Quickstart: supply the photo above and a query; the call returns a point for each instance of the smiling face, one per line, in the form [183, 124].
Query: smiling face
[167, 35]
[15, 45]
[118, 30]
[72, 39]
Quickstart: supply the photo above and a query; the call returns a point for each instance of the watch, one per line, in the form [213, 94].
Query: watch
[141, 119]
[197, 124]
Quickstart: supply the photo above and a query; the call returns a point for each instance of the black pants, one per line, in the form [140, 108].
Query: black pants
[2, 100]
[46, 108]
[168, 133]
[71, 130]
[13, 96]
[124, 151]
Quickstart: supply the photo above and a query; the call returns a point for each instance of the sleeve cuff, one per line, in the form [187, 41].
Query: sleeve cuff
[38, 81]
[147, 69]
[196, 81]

☆ ☆ ☆ ☆ ☆

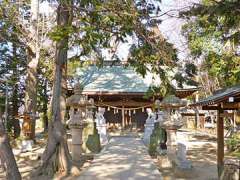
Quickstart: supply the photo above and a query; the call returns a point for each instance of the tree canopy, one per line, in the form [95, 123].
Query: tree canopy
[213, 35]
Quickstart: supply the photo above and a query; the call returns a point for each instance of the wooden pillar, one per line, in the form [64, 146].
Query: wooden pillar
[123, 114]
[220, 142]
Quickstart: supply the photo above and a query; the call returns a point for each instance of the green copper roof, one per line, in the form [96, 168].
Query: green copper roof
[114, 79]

☆ ☆ ☆ ☆ ☆

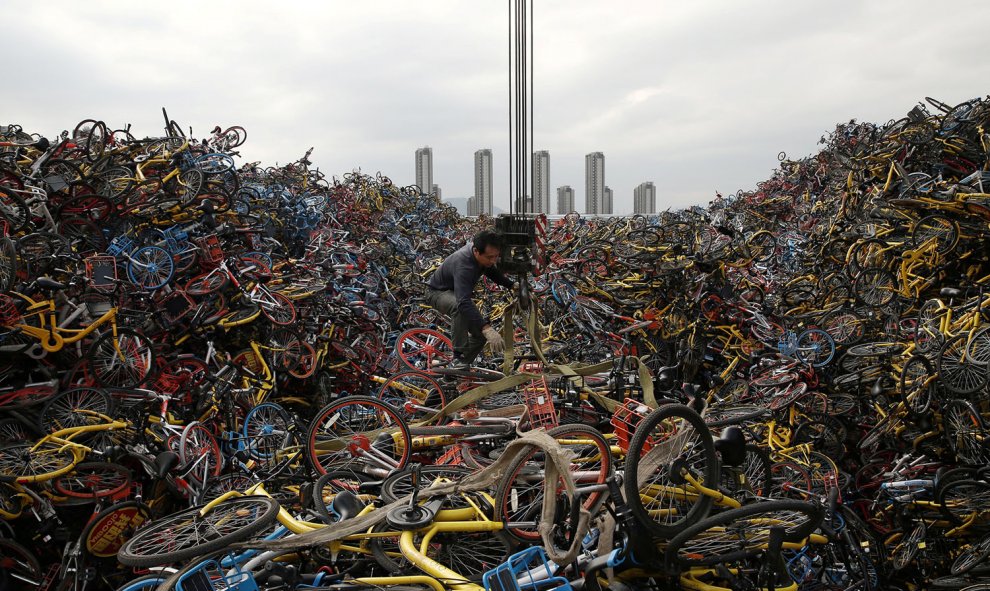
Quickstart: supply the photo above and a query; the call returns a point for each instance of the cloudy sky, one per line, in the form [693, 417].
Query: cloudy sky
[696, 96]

☆ ☆ ☆ ☆ ☆

REQUIREMENTS: How many lines in the rows above contain the word "canopy"? Reply with the number only.

FULL ANSWER: 2